### Texto fornecido
::::::::

Título: Ministros iniciam debates sob tensão
Autor: Basile , Juliano
Fonte: Valor Econômico, 16/08/2012, Política, p. A6

Os ministros do Supremo Tribunal Federal (STF) conseguiram esgotar, ontem, as questões de ordem feitas pelos advogados de réus do mensalão e, com isso, abriram caminho para o início da votação hoje. Ao todo, 17 questões de ordem foram derrubadas.

Boa parte delas, como a inclusão do ex-presidente Lula como réu e o desmembramento do processo, já haviam sido debatidas em outras ocasiões e foram descartadas quase imediatamente à apresentação delas pelo relator do caso, ministro Joaquim Barbosa. Mas, na 18ª questão, o STF resolveu retirar um dos réus do processo: Carlos Alberto Quaglia, dono da empresa Natimar, acusado de repassar recursos ao PP. Quaglia não tem advogado. Um defensor público alegou que ele não foi intimado a respeito das acusações e o STF resolveu desmembrar o processo contra ele, remetendo-o para a 1ª instância.

A votação foi unânime, mas durante os debates sobre as questões de ordem surgiram vários desentendimentos na Corte, num prenúncio de que o julgamento pode ser bastante tenso. Ao analisar questões preliminares à votação, houve vários embates entre os integrantes do STF, com algumas elevações no tom de voz. Joaquim Barbosa foi o protagonista da maior parte das discussões.

O momento mais tenso foi quando Barbosa propôs que o STF encaminhasse uma representação à Ordem dos Advogados do Brasil (OAB) contra defensores que questionaram a sua imparcialidade para julgar o processo. A maioria do STF negou o pedido, o que contrariou o relator do mensalão. "Os advogados ultrapassaram o limite da deselegância e da urbanidade que se exige de todos os atores do processo, aproximando-se da pura ofensa pessoal."

Antônio Sergio de Moraes Pitombo, um dos autores do questionamento, pediu a palavra para se explicar. Primeiro, Barbosa negou que ele falasse: "Eu indefiro." Diante da insistência de Pitombo, o presidente da Corte, ministro Carlos Ayres Britto, autorizou que ele se manifestasse. "Jamais foi minha intenção agredir o relator", justificou-se Pitombo. "Vossa excelência pensa que não agrediu a mim, mas agrediu a essa Corte e a esse país", retrucou Barbosa. "Não faz parte do grau civilizatório no qual eu me insiro proferir as palavras que o senhor proferiu à minha pessoa nos autos", continuou, sem revelá-las.

Em seguida, o revisor do processo, ministro Ricardo Lewandowski, disse que se solidarizava com Barbosa, mas não concordava com o encaminhamento do caso à OAB. Barbosa perguntou ao colega se ao advogado seria permitido ofender um juiz. "É isso que está em jogo. É a honra dessa Corte. Não é a minha", disse Barbosa. O ministro José Antonio Dias Toffoli alegou que era tradição do STF não representar contra advogados e também foi criticado pelo relator. "E a sua credibilidade, o seu respeito?", disse Barbosa a Toffoli. "Eu confesso que, em 33 anos de magistratura, jamais me senti alcançado por qualquer frase incisiva de advogado no processo", afirmou Marco Aurélio Mello. Em outra questão de ordem, Barbosa devolveu a ironia a Marco Aurélio: "Os advogados têm imunidade, não é?"

::::::::

### Seção de dados
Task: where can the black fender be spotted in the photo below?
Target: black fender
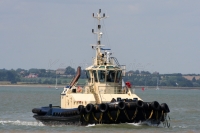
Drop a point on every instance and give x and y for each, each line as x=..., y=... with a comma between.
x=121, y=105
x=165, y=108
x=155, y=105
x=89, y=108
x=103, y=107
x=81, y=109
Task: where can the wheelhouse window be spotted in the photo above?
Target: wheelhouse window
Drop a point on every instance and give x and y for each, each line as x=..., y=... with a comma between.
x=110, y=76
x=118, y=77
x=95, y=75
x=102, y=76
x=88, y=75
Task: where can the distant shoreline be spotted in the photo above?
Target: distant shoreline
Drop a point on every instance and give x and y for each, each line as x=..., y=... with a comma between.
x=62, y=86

::::::::

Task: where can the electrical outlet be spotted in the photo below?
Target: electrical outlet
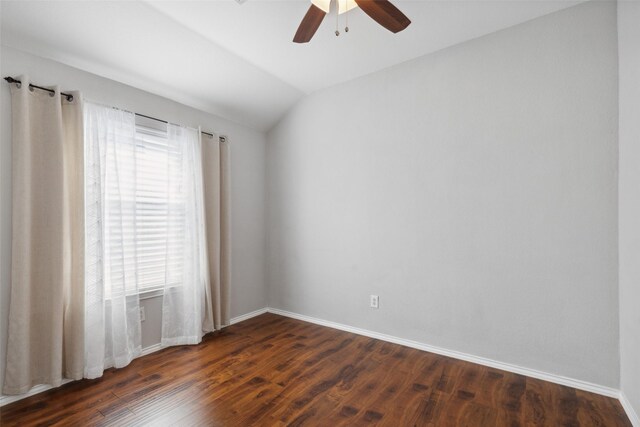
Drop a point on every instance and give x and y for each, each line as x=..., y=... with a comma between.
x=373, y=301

::::::::

### Instruções da tarefa
Relacione todas as pessoas que a reportagem sobre o julgamento do mensalão designa expressamente com o título "ministro", indicando o nome de cada uma conforme aparece no texto.

### Resposta da tarefa
Joaquim Barbosa
Carlos Ayres Britto
Ricardo Lewandowski
José Antonio Dias Toffoli